# Stubborn or still too young to do stairs?



## Hava-Andy (Jan 5, 2014)

Our little Andy pup is only 13 weeks old, we live in a tri-level home and he will not attempt to climb the stairs.:rant: He sits at the top or bottom and just barks and whines if we are on a different level. Problem being his food and water is in the kitchen on the main level, but the bell to ring to go outside is on the doorwall on the lower level. He is welcome to follow us around the house, we are not trying to restrict him...but he won't even try. We have tried to coax him with treats and toys, and have even attempted to "show" him how to do it. No Go!! He just barks till we end up picking him up and carrying him up/down. Are we expecting too much at his age or is he being lazy?! :drama: LOL


----------



## MarinaGirl (Mar 25, 2012)

I think Andy is still too young for stairs; he's just a baby. I wish I could recall how long it took Emmie to be able to climb up and down stairs, I know it took a while.

-Jeanne-


----------



## sandypaws (Aug 8, 2012)

Don't think he's being stubborn. I'm sure he's very fearful of them. I think when he feels more confident, he'll tackle them, going up first, as that is less scary. Give him time.
* * * *
## [Problems to solve]
(a) Give the username of each person who posted in the thread about the puppy and the stairs.
(b) Copy out everything in the thread about the puppy and the stairs from "I think Andy" down to "Give him time.".

## [Provided data]
* * * *
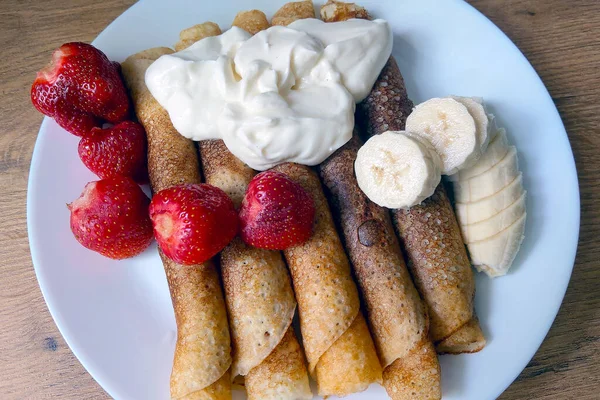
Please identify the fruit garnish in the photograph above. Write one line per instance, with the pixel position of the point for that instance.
* * * *
## [Final results]
(a) Hava-Andy, MarinaGirl, sandypaws

(b)
I think Andy is still too young for stairs; he's just a baby. I wish I could recall how long it took Emmie to be able to climb up and down stairs, I know it took a while.

-Jeanne-


----------



## sandypaws (Aug 8, 2012)

Don't think he's being stubborn. I'm sure he's very fearful of them. I think when he feels more confident, he'll tackle them, going up first, as that is less scary. Give him time.